Data extracted from a collection:
• • • • • • •

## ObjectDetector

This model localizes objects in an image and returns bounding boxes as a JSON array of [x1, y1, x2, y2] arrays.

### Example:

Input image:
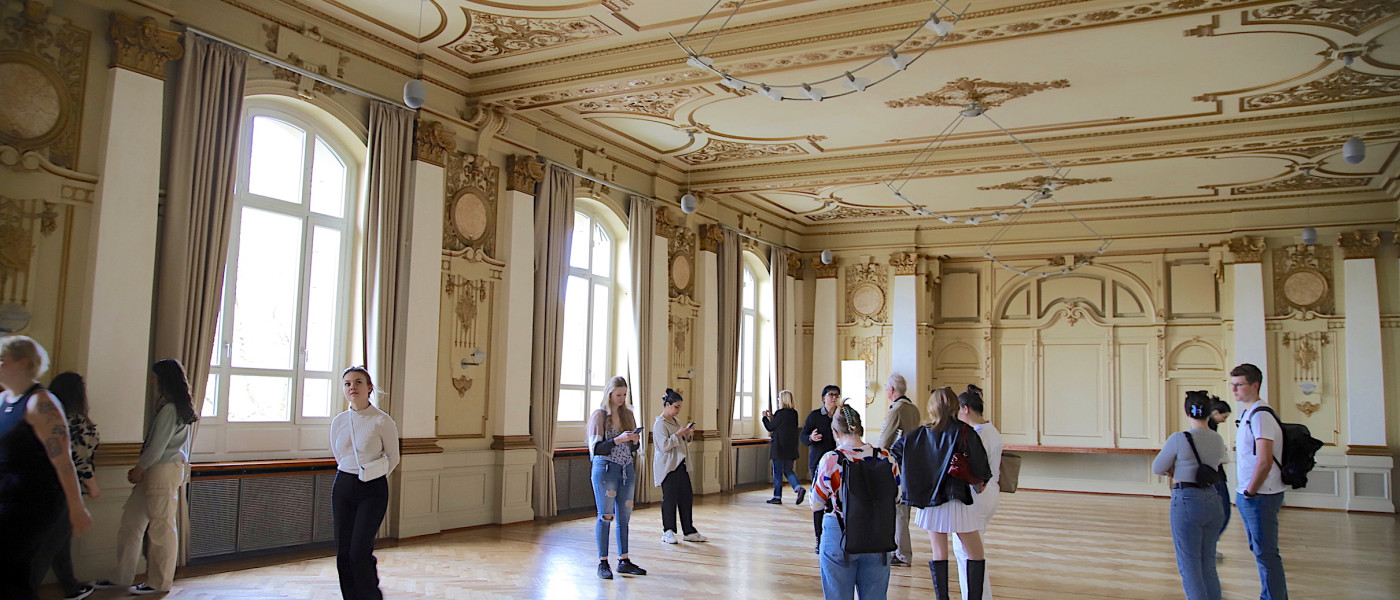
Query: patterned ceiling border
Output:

• • • • • • •

Work to be completed:
Return the full set of lines above word for word and with no pictures.

Answer section:
## ObjectDetector

This model localizes objects in an image and returns bounding boxes as a JSON array of [x1, y1, x2, y2] arrays.

### Example:

Input image:
Query: patterned ceiling border
Output:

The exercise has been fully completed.